--- Work instructions ---
(a) Answer these questions from the Mono-list post on VFAT vs Unix filesystems, one line each:
(i) Where are shared assemblies located?
(ii) Besides the file name, what does the GAC store for an assembly?
(iii) Under .NET, why would a program likely fail to use both "Assembly.dll" and "assembly.dll" in the same directory?
(b) Using the Mono-list post on VFAT vs Unix filesystems, decide whether each statement agrees with the text. Answer yes or no and quote the words that settle it.
(i) The post argues that Mono should use case-sensitive assembly name lookups.
(ii) Non-shared assemblies sit in the same directory as the executable or in a sub-directory of it.
(iii) Two vendors can each install a shared assembly with the same name because their public keys must differ.
(c) Quote everything in the Mono-list post on VFAT vs Unix filesystems from "[Mono-list] VFAT vs" down to "assembly name lookups.".

--- Text provided ---
[Mono-list] VFAT vs Unix filesystems...

Jonathan Pryor jonpryor@vt.edu
08 Jan 2003 11:14:31 -0500


My two cents (since everyone else has already given theirs...)

Mono should be case-insensitive for all assembly name lookups.

Why?  Compatibility.  And it makes sense.  Here's why.

Long term (IIRC) we'll be following .NET.  Which means we'll have the
concept of shared assemblies (located in the Global Assembly Cache
(GAC)) and non-shared assemblies, located in the same directory (or a
sub-directory) as the executable.

The GAC stores an assemblies version, locale, public key, etc., along
with the assemblies file name.  This allows multiple different vendors
to have a shared assembly with the same name (e.g. MySharedAssembly.dll)
installed at the same time, since the public key *must* be different
(different vendors).  Likewise for two different versions of a shared
assembly from the same vendor: the version will be different, so you'll
have to store multiple copies.

End result: for shared assemblies, you can't just use case-sensitive
name comparisons anyway, since you need to take the version, public key,
etc. into consideration.  For shared assemblies, case-insensitive name
comparisons are the least of our worries, so we can always use
case-insensitive searches.

That leaves local/non-shared assemblies.  Since these will be in the
application's directory, we could argue that name casing is irrelevant,
so just use case-sensitive names.  However, when would case-sensitive
names be important for a single executable?  When you have
``Assembly.dll'' and ``assembly.dll'' used by the same program.  Unless
they're in different sub-directories, this likely won't operate properly
under .NET since Windows will only see one of those files, not both.

Entries pointing to named objects:
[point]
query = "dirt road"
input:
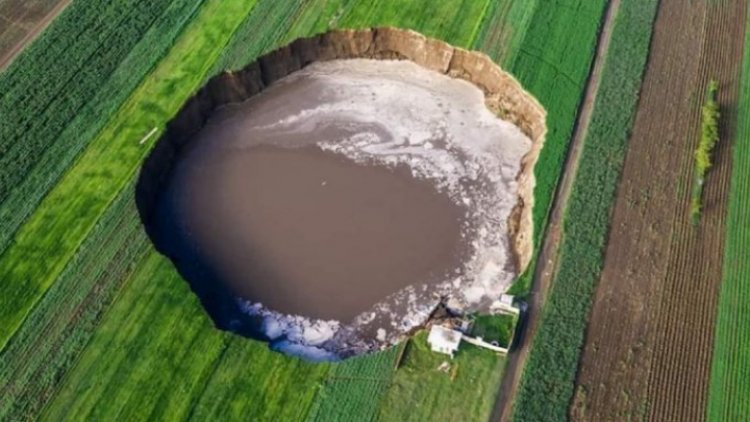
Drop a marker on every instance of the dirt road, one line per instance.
(547, 259)
(22, 24)
(648, 346)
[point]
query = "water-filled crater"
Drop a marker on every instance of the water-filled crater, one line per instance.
(329, 196)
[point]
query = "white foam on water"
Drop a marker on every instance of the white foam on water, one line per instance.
(398, 113)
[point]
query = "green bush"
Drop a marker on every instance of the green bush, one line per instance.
(709, 138)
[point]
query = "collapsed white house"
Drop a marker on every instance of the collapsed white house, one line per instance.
(444, 340)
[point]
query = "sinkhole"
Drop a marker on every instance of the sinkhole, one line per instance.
(329, 196)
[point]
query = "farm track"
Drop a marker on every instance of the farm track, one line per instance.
(646, 352)
(548, 257)
(32, 26)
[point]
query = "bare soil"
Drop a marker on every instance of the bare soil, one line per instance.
(648, 345)
(548, 257)
(22, 21)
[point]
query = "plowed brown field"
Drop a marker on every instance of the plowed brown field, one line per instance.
(21, 21)
(650, 336)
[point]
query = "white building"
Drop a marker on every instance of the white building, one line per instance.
(504, 305)
(444, 340)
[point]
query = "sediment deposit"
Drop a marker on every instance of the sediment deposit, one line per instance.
(477, 174)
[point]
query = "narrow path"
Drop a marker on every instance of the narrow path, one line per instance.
(7, 57)
(547, 259)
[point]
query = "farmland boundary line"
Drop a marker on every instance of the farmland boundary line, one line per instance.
(547, 261)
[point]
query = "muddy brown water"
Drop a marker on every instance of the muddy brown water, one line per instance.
(331, 213)
(309, 232)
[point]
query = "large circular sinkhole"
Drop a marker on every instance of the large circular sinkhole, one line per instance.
(330, 196)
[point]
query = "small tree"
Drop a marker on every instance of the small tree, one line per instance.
(708, 140)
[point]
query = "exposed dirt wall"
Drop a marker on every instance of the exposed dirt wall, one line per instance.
(503, 95)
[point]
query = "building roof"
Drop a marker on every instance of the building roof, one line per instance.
(444, 337)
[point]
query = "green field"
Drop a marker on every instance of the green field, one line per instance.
(548, 380)
(94, 324)
(729, 391)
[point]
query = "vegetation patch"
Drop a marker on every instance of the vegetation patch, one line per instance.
(709, 137)
(729, 388)
(495, 328)
(546, 388)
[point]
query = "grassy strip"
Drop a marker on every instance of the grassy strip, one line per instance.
(253, 383)
(548, 379)
(423, 389)
(177, 347)
(503, 29)
(729, 391)
(53, 233)
(353, 388)
(226, 395)
(553, 62)
(59, 328)
(36, 112)
(49, 166)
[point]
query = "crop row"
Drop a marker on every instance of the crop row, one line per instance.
(729, 388)
(155, 317)
(553, 62)
(354, 388)
(153, 332)
(49, 166)
(34, 116)
(548, 379)
(60, 326)
(51, 235)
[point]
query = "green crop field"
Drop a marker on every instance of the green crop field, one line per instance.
(548, 380)
(729, 392)
(94, 324)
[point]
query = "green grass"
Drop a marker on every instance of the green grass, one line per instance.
(729, 390)
(133, 342)
(553, 62)
(41, 98)
(465, 391)
(64, 145)
(51, 235)
(353, 389)
(61, 325)
(547, 385)
(499, 328)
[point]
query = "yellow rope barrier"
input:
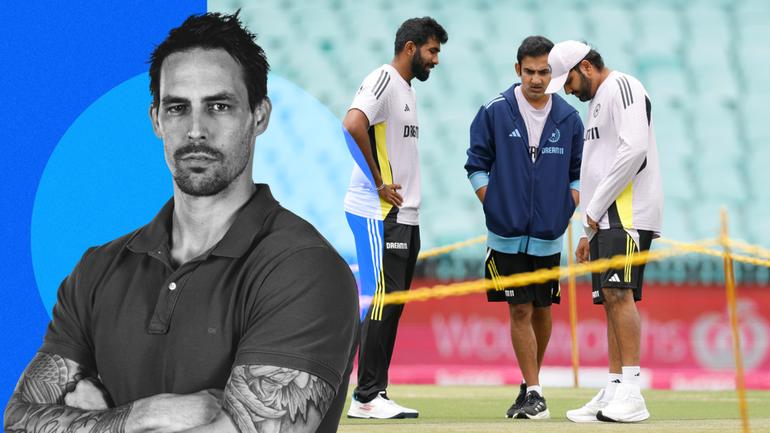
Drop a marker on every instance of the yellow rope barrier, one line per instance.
(732, 294)
(751, 249)
(536, 277)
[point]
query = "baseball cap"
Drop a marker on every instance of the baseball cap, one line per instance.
(563, 57)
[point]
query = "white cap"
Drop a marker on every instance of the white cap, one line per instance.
(563, 57)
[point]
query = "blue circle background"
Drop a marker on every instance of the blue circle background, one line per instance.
(107, 175)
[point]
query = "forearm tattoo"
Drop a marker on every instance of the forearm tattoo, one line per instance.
(37, 403)
(263, 398)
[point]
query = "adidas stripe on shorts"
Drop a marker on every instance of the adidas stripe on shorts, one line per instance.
(612, 242)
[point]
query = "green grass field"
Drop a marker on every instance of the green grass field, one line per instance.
(482, 409)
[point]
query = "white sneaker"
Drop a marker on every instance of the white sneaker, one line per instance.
(588, 412)
(380, 408)
(627, 406)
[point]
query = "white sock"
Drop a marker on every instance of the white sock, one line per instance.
(537, 388)
(613, 380)
(631, 375)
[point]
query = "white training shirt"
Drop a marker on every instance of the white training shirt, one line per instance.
(534, 119)
(389, 103)
(620, 175)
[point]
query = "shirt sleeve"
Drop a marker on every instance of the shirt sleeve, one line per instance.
(372, 97)
(69, 332)
(481, 153)
(576, 153)
(629, 112)
(304, 316)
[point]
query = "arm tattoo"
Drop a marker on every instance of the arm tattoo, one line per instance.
(264, 398)
(37, 403)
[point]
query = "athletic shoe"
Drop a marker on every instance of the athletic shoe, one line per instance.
(587, 413)
(534, 407)
(627, 406)
(518, 402)
(379, 408)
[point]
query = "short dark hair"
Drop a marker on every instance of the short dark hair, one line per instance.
(419, 31)
(533, 46)
(211, 31)
(593, 58)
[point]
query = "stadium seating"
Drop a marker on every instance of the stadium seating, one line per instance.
(705, 64)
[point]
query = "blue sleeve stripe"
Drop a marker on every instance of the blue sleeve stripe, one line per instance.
(479, 179)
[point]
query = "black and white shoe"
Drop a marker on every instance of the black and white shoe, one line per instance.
(518, 402)
(534, 407)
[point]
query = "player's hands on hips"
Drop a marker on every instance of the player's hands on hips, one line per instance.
(89, 394)
(389, 193)
(175, 412)
(591, 223)
(581, 253)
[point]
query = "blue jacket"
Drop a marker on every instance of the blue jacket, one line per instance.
(527, 205)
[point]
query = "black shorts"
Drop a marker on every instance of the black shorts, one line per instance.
(502, 264)
(613, 242)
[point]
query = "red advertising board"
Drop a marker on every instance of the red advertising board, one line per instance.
(686, 339)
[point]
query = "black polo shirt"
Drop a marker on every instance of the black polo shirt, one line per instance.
(272, 292)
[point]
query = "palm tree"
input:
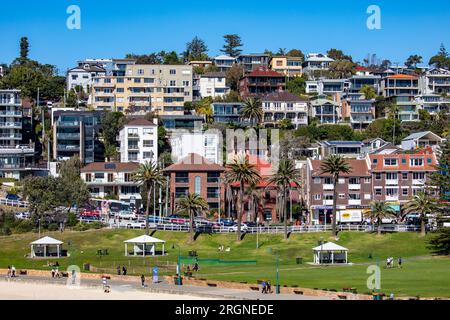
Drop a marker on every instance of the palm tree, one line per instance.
(252, 111)
(149, 175)
(335, 165)
(192, 204)
(378, 211)
(422, 204)
(241, 171)
(284, 178)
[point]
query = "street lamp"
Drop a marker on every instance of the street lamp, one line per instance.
(178, 264)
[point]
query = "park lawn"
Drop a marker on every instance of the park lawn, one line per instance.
(422, 275)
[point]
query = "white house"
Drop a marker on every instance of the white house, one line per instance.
(139, 141)
(206, 144)
(213, 85)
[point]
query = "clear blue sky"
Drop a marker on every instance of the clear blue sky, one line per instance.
(113, 28)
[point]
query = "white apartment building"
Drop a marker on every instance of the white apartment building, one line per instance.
(213, 85)
(206, 144)
(139, 141)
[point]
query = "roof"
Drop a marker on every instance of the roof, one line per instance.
(194, 162)
(46, 241)
(330, 246)
(359, 168)
(111, 167)
(144, 239)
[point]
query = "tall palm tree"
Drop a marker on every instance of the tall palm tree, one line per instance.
(378, 211)
(241, 171)
(192, 204)
(335, 165)
(422, 204)
(286, 176)
(252, 111)
(149, 175)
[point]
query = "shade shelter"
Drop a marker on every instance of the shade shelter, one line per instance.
(144, 245)
(46, 247)
(330, 253)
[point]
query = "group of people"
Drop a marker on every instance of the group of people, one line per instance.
(390, 262)
(11, 272)
(266, 287)
(121, 271)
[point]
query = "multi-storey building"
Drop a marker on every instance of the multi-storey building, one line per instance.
(139, 141)
(213, 84)
(253, 61)
(113, 180)
(260, 82)
(160, 88)
(76, 133)
(398, 177)
(289, 66)
(278, 106)
(194, 174)
(354, 192)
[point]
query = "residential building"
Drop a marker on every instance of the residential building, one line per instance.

--- Outputs in order ---
(a)
(i) In the Global Assembly Cache (GAC).
(ii) Its version, locale, public key, etc.
(iii) Windows will only see one of those files, not both.

(b)
(i) No: "Mono should be case-insensitive for all assembly name lookups."
(ii) Yes: "non-shared assemblies, located in the same directory (or a sub-directory) as the executable."
(iii) Yes: "since the public key *must* be different (different vendors)."

(c)
[Mono-list] VFAT vs Unix filesystems...

Jonathan Pryor jonpryor@vt.edu
08 Jan 2003 11:14:31 -0500


My two cents (since everyone else has already given theirs...)

Mono should be case-insensitive for all assembly name lookups.